Detecting infections is vital to be able to increase treatment coverage worldwide. Following scale up in recent years of treatment availability, increasing testing has now become the priority to make further headway against the disease.
HIV self-tests which are effective, efficient and ethically sound, with adequate post-test support services, provide cost-effective solutions for expanding existing testing services. Self-testing can help reach those who are either not able to access or unlikely to use current HIV testing services due to privacy issues or lack of convenience. Additionally, it can encourage re-testing among those at high risk.
‘UNITAID continually seeks new ways to improve access to better products to fight HIV/AIDS, TB and malaria,” said Philippe Duneton, Deputy Executive Director of UNITAID. “For HIV, we’re at the point where we need to rapidly increase the number of people tested in order to expand appropriate treatment coverage. New simple oral tests provide an option to broaden testing services, and help detect more people in need of care.”
Although the US Food and Drug Administration approved an HIV self-test product for the US market in 2012, HIV self-testing remains uncommon elsewhere. More evidence is urgently needed to inform policy and programming decisions at both global and national levels, particularly for high burden countries with an urgent need to increase testing.
With the support of UNITAID, Population Services International (PSI) and its partners, the London School for Hygiene and Tropical Medicine, the Liverpool School of Tropical Medicine, University College London and the World Health Organization, will conduct the world’s largest evaluation of HIV self-testing to date, in Malawi, Zambia, and Zimbabwe, with the view to paving the way for its scale up. PSI and partners will pilot HIV self-testing models among different populations and over the course of the two-year project will distribute nearly 750,000 HIV self-test kits and gather evidence to inform future investments.

# Tasks to complete:
a: Transcribe from the passage on HIV self-testing the part that opens with the words containing "With the support" and closes with "inform future investments.".
b: According to the passage on HIV self-testing, how many HIV self-test kits will be distributed over the two-year project?
c: For each statement, say whether it agrees with the passage on HIV self-testing, and quote the words that decide it: (i) The US Food and Drug Administration approved an HIV self-test product for the US market in 2012. (ii) The evaluation will take place in Malawi, Kenya, and Zimbabwe. (iii) Philippe Duneton is the Executive Director of UNITAID.

# Data under study:
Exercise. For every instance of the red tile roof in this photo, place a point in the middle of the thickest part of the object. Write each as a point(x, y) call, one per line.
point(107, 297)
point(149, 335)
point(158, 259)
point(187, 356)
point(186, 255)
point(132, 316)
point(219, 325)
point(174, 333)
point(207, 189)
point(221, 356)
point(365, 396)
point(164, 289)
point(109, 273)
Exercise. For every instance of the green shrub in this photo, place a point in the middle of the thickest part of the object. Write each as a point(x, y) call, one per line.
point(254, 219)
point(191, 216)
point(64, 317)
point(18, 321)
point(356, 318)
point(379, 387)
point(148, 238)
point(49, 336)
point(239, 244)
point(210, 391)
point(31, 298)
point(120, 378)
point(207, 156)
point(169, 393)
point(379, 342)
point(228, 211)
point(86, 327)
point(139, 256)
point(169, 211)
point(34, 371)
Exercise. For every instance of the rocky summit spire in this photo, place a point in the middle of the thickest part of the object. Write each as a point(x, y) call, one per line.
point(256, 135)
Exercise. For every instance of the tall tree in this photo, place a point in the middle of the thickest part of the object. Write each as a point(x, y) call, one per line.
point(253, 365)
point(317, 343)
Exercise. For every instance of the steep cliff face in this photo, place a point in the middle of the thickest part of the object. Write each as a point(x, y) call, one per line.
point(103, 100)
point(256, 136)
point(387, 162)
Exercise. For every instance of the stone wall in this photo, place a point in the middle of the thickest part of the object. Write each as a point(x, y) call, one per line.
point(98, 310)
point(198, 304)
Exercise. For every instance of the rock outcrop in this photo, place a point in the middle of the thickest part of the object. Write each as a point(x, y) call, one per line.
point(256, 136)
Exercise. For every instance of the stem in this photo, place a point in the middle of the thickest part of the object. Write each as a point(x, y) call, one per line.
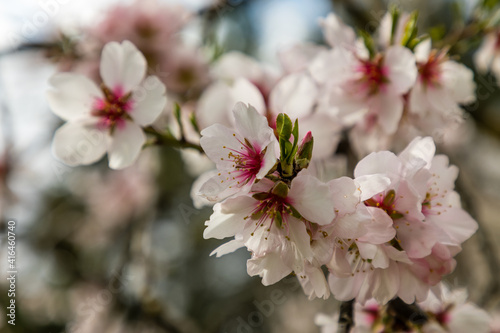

# Solutions by task:
a:
With the support of UNITAID, Population Services International (PSI) and its partners, the London School for Hygiene and Tropical Medicine, the Liverpool School of Tropical Medicine, University College London and the World Health Organization, will conduct the world’s largest evaluation of HIV self-testing to date, in Malawi, Zambia, and Zimbabwe, with the view to paving the way for its scale up. PSI and partners will pilot HIV self-testing models among different populations and over the course of the two-year project will distribute nearly 750,000 HIV self-test kits and gather evidence to inform future investments.

b: Nearly 750,000 HIV self-test kits.

c:
(i) Yes: "Although the US Food and Drug Administration approved an HIV self-test product for the US market in 2012"
(ii) No: "in Malawi, Zambia, and Zimbabwe"
(iii) No: "Philippe Duneton, Deputy Executive Director of UNITAID"